Copy out the items below word for word, starting at the line that contains "Looking at the screenshot above, identify the white" and ending with the final line of the items.

[Items from a data source]
########################################

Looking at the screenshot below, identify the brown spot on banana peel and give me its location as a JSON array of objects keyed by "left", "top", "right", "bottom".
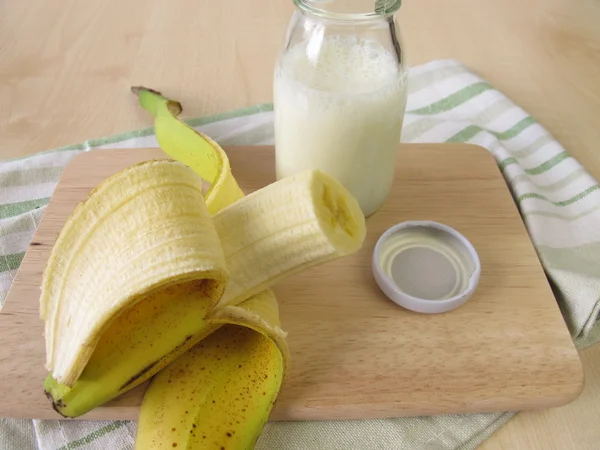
[
  {"left": 118, "top": 333, "right": 205, "bottom": 392},
  {"left": 119, "top": 360, "right": 161, "bottom": 392},
  {"left": 131, "top": 86, "right": 183, "bottom": 116},
  {"left": 44, "top": 390, "right": 70, "bottom": 419}
]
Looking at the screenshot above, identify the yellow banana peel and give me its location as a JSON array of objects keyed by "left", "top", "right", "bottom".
[{"left": 41, "top": 87, "right": 366, "bottom": 449}]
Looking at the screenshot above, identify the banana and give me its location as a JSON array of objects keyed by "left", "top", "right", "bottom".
[
  {"left": 44, "top": 283, "right": 219, "bottom": 417},
  {"left": 131, "top": 86, "right": 244, "bottom": 214},
  {"left": 45, "top": 171, "right": 365, "bottom": 417},
  {"left": 40, "top": 160, "right": 228, "bottom": 387},
  {"left": 135, "top": 291, "right": 289, "bottom": 450},
  {"left": 214, "top": 170, "right": 366, "bottom": 307}
]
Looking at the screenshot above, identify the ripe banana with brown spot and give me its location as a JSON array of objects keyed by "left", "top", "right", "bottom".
[{"left": 135, "top": 291, "right": 289, "bottom": 450}]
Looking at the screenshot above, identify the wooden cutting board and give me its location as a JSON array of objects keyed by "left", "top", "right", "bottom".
[{"left": 0, "top": 144, "right": 583, "bottom": 420}]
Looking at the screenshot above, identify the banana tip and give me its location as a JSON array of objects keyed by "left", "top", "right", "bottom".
[{"left": 131, "top": 86, "right": 162, "bottom": 96}]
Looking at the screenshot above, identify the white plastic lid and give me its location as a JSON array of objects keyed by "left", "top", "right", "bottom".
[{"left": 373, "top": 221, "right": 481, "bottom": 313}]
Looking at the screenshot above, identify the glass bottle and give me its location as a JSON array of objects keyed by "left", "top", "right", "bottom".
[{"left": 273, "top": 0, "right": 408, "bottom": 216}]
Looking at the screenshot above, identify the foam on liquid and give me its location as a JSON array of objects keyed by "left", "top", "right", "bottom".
[{"left": 274, "top": 36, "right": 406, "bottom": 215}]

########################################

_FINISHED EXERCISE_
Looking at the screenshot above, identify the white plastic lid and give me its location as a JSON array of objects keyed by "left", "top", "right", "bottom".
[{"left": 373, "top": 221, "right": 481, "bottom": 313}]
Looking at the screenshot above, identify the glass bottle and give me its location as a JSON array of objects keyed by "left", "top", "right", "bottom".
[{"left": 273, "top": 0, "right": 408, "bottom": 216}]
Looking at the screenshot above, identify the foam on liquid and give me its location as a JSON array of objects keyed by "left", "top", "right", "bottom".
[{"left": 274, "top": 36, "right": 406, "bottom": 215}]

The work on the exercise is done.